— Text section —
-------

Between 1932 and 1933, between three and five million people died of starvation at the hands of the Soviet regime, according to Ukrainian historians. The European Parliamentarians agreed on October 22 to describe it as “an appalling crime against the Ukrainian people, and against humanity.”
Macabre stories circulate in Ukraine of the Great Famine that hit the country in the early 1930s: families decimated in a matter of days, peasants fleeing to the cities, killed at close range by the Red Army ... That happened in the early years of the forced collectivization of the Soviet countryside when crops were poor and the available wheat was requisitioned by Soviet authorities. Throughout the USSR, farmers by millions died of hunger.
In Ukraine, the death toll reached monstrous proportions. Holodomor (famine-genocide in Ukrainian), a planned massacre of hunger, killed between three and five million people in less than two years. For contemporary Ukrainians, this is nothing less than a genocide cleverly organized and initiated by Stalin and his satraps to quell Ukrainian peasants’ nationalism and rebellion against Soviet power. For Stanislav Kulchitsky, a reputed Ukrainian historian and leading expert on the Holodomor, the events of 1932-1933 are “only the tip of the iceberg of Stalin’s actions to weaken the Ukrainian nation and force it to adopt the Soviet lifestyle.” Indeed, ten years earlier Soviet authorities took upon themselves the cynical and cruel task of liquidating the Ukrainian intelligentsia, at that time struggling for independence, by dint of massive deportations.
Russian historians reject this analysis. They recall that apart from the Ukrainians, millions of Caucasians, Kazakhs and Russians themselves died of hunger in other regions of former Soviet territory. The Russian Government, which declines to use the term “genocide” to characterize the 1930s incidents, however, agrees that Ukraine was the main victim of the collectivization drive, but neither more nor less than other Soviet nations. “It is true that the Ukrainian famine is similar to other famines in Russia or Kazakhstan during the same period,” admits Kulchitsky. “But in Ukraine, the policy went much further and it became a very covert and specific operation of terror by bringing famine to the people.” The Ukrainian historian claims that official documents point to Stalin’s premeditated attempt at quickly bringing to a halt Ukrainian disobedience in the winter of 1932. Archives reveal that Stalin signed a special law for Ukraine, which ordered the systematic requisition of foodstuffs in nearly all Ukrainian towns and villages. Not only wheat was requisitioned, as in previous years, but a long list of fruits and vegetables… And all the foodstuffs that remained.

-------

— Location identification entries —

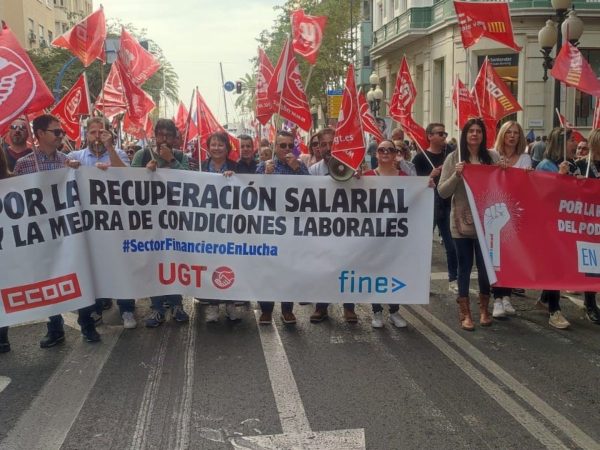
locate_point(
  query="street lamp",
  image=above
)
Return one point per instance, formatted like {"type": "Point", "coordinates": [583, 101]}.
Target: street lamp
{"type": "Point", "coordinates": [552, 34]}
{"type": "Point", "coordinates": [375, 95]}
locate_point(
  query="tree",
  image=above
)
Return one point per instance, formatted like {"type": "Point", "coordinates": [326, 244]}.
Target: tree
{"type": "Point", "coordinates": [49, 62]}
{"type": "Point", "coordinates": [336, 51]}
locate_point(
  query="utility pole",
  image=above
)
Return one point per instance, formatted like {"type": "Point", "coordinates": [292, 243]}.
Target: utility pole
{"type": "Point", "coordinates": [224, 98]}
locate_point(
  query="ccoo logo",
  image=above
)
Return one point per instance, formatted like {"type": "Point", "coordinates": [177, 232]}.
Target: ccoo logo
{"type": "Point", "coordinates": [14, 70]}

-------

— Job —
Resume the text on the Ukrainian famine of 1932–1933, picking up right after its final sentence. The records have no connection to the text about the Ukrainian famine.

— Result below —
Since the downfall of the Soviet regime, a large segment of the Ukrainian intelligentsia fights for recognition by the international community of the 1932-33 famine as a deliberate act of genocide and an anti-Ukrainian policy. “The problem is that very quickly Holodomor has been politicized by the Ukrainian authorities,” argues Stanislav Kulchitsky. “At the time of the USSR, the accusation of genocide against the Soviet Union was made by the Ukrainian diaspora in North America. Today things have changed and it is contemporary and independent Ukraine which wants to settle accounts with Russia.” Ukrainians and Russians are currently engaged in a real war of archives. “There is still a lot of work to do since many people are still not convinced that a genocide was perpetuated in 1932-3,” admits Kulchitsky. “Half of the Ukrainian population itself does not accept the internationally-recognized definition of genocide.”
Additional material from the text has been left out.